(Text provided)

Have you shopped for jewelry, cosmetics, furniture, or exercise equipment recently? If so, you have most likely come across a Proposition 65 warning sticker.
If you are unsure of whether the warning label should keep you from buying a product, you are not alone. California’s Office of Environmental Health Hazard Assessment (OEHHA) proposed changes to the California-based law earlier this year that have arguably added to the confusion.
Here is a breakdown of Proposition 65 and what you need to know moving forward.
Proposition 65 has actually been around a while.
Even though it may seem like Prop 65 warning labels are a new thing, they have actually been around since the 1980s.
Originally called the Safe Water and Toxic Enforcement Act, the law was passed in 1986 to educate Californians of toxins in drinking water. In the years following, the proposition morphed into a law that warned American consumers about products containing chemicals that could lead to cancer, reproductive harm, or birth defects. In California, sellers with over 10 employees whose products contain any of the proposition’s 800 listed toxins are required to show a clear warning to buyers.
Warning labels are on just about everything these days.
Thinking about grabbing fast food for lunch? You may notice a Proposition 65 warning label on the menu. A chemical called acrylamide is most commonly found in foods like French fries and potato chips and can potentially cause male reproductive harm, cancer, and has even been linked to Alzheimer’s Disease.
You will also find a warning label when purchasing certain perfumes, as some contain alpha-Methyl styrene, a toxin that can cause female reproductive harm.

(End Text provided)

**Complete the following**
(a) In the Proposition 65 article, what was the law originally called?
(b) Carry on writing the Proposition 65 article, starting right after its last sentence.
None of the material after this point is needed.

(Material supplied)

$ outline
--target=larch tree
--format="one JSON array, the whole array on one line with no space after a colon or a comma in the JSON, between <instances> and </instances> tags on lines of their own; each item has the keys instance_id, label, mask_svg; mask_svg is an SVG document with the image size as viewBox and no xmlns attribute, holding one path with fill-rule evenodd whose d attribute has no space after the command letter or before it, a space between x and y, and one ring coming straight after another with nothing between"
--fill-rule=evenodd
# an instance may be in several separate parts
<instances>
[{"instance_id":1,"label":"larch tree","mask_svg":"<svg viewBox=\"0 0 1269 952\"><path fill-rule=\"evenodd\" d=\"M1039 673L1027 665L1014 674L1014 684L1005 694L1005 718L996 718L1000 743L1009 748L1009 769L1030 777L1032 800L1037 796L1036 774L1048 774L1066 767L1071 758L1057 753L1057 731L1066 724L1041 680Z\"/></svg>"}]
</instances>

(End Material supplied)

**Per-task answers**
(a) The Safe Water and Toxic Enforcement Act.

(b)
You will even find warning labels on products such as stationary exercise bikes, bathing suits, furniture, and jewelry.
What is changing?
Among the changes within Prop 65, sellers may need to start changing the verbiage and format of their short-form warning — the most commonly used warning label.
According to the proposition, sellers must provide a “clear and reasonable” warning; however, the factors determining what is clear and reasonable could soon change. The proposed changes include eliminating short form warnings for online and catalog labels and specifically labeling at least one chemical within the product — which has not been previously required. Additionally, short-form warnings may only be allowed in label spaces of five square inches or smaller.
With hefty fines attached to seller non-compliance, these changes could mean more stress and frustration for companies — especially those who are unfamiliar with the law in the first place.
However, on the positive side for sellers, acrylamide could soon be exempt from needing a warning label. This is because the chemical is not added to foods, but instead is made naturally when certain foods are cooked at high temperatures.
Should warning labels prevent you from making a purchase?
“A consumer can seek information about the actual levels of exposure in order to decide whether to accept, avoid, or take measures to mitigate the exposure risk,” said the CDOJ on their Frequently Asked Questions page.
Unfortunately, there is no “right” or “wrong” answer to this question. Even though a product you are thinking of purchasing contains an eerie Proposition 65 warning label, the State of California Department of Justice encourages consumers to do their own research and decide what is best.